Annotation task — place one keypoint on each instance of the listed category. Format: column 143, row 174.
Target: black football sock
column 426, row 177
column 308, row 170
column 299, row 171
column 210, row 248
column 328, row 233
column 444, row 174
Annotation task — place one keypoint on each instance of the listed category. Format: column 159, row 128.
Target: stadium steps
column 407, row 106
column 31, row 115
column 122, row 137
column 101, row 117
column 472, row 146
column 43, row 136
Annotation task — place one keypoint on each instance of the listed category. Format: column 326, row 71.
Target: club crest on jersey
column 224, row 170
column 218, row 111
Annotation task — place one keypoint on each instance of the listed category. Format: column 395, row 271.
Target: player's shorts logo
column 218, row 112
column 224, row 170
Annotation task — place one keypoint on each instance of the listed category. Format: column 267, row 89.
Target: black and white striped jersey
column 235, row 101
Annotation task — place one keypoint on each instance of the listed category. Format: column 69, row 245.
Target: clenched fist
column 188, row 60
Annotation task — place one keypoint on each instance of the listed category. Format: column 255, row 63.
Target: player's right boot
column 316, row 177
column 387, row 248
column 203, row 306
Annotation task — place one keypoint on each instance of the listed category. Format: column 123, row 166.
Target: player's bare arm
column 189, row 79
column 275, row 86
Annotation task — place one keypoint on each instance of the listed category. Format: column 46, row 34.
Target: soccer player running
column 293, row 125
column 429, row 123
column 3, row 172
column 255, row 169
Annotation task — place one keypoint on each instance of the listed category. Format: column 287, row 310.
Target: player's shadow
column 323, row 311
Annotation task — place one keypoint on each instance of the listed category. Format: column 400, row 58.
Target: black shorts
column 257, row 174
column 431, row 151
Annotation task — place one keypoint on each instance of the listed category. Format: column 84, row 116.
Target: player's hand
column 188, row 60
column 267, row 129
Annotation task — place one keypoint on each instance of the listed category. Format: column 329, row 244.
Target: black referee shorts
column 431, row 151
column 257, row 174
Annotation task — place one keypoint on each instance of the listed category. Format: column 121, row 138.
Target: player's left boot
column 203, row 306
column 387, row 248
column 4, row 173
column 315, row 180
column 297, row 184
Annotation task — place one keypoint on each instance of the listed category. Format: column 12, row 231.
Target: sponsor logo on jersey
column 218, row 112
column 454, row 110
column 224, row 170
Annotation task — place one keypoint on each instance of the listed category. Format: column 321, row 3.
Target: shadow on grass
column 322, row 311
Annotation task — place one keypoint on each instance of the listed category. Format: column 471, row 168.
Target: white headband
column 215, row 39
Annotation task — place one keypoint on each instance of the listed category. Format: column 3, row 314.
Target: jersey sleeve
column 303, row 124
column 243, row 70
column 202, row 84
++++++++++++++++++++
● **Problem statement**
Output the records exactly, including every line.

● **Answer to the exercise**
Annotation task — place one keypoint on each instance of the listed category. Format: column 143, row 174.
Target: black football sock
column 426, row 177
column 308, row 170
column 299, row 171
column 210, row 248
column 328, row 233
column 444, row 174
Annotation task — place one keypoint on each instance of the listed category. Format: column 159, row 128.
Target: stadium steps
column 407, row 106
column 31, row 115
column 122, row 137
column 101, row 117
column 472, row 146
column 43, row 136
Annotation task — place one keypoint on each instance of the listed category. Format: column 326, row 71.
Target: club crest on jersey
column 224, row 170
column 218, row 111
Annotation task — place one keypoint on each instance of the listed category. Format: column 395, row 271.
Target: player's shorts logo
column 218, row 112
column 224, row 170
Annotation task — place one keypoint on each instance of the listed category. Format: column 267, row 89.
Target: black and white striped jersey
column 235, row 101
Annotation task — place one keypoint on each instance of the listed category. Format: column 69, row 245.
Target: clenched fist
column 188, row 60
Annotation task — place one keypoint on each instance of the listed category. Format: column 255, row 63.
Target: player's right boot
column 316, row 177
column 387, row 248
column 203, row 306
Annotation task — place one keypoint on each instance of the listed category. Format: column 123, row 166.
Target: player's bare arm
column 189, row 79
column 275, row 86
Annotation task — place one keypoint on each instance of the listed category. Format: column 46, row 34.
Target: soccer player running
column 293, row 125
column 429, row 123
column 3, row 172
column 255, row 169
Annotation task — place one keypoint on each instance of the listed category. Format: column 287, row 310.
Target: player's shadow
column 323, row 311
Annotation task — place one keypoint on each instance of the listed category. Format: column 400, row 58.
Target: black shorts
column 257, row 174
column 431, row 151
Annotation task — place one keypoint on each instance of the listed category. Format: column 84, row 116.
Target: player's hand
column 188, row 60
column 267, row 129
Annotation task — place one keypoint on each instance of the listed category. Format: column 329, row 244.
Target: black referee shorts
column 431, row 151
column 257, row 174
Annotation task — place one keypoint on each instance of the listed category. Format: column 121, row 138.
Target: player's left boot
column 203, row 306
column 387, row 248
column 4, row 173
column 315, row 180
column 297, row 184
Annotation task — place one keypoint on each instance of the listed category. Format: column 12, row 231.
Target: sponsor logo on jersey
column 218, row 112
column 454, row 110
column 224, row 170
Annotation task — place one keypoint on each instance of the listed category. Format: column 321, row 3.
Target: shadow on grass
column 322, row 311
Annotation task — place one keypoint on each instance of the listed category. Format: column 471, row 168.
Target: white headband
column 215, row 39
Annotation task — place one keypoint on each instance of the listed category. Format: column 3, row 314.
Target: jersey sleeve
column 303, row 124
column 243, row 70
column 202, row 84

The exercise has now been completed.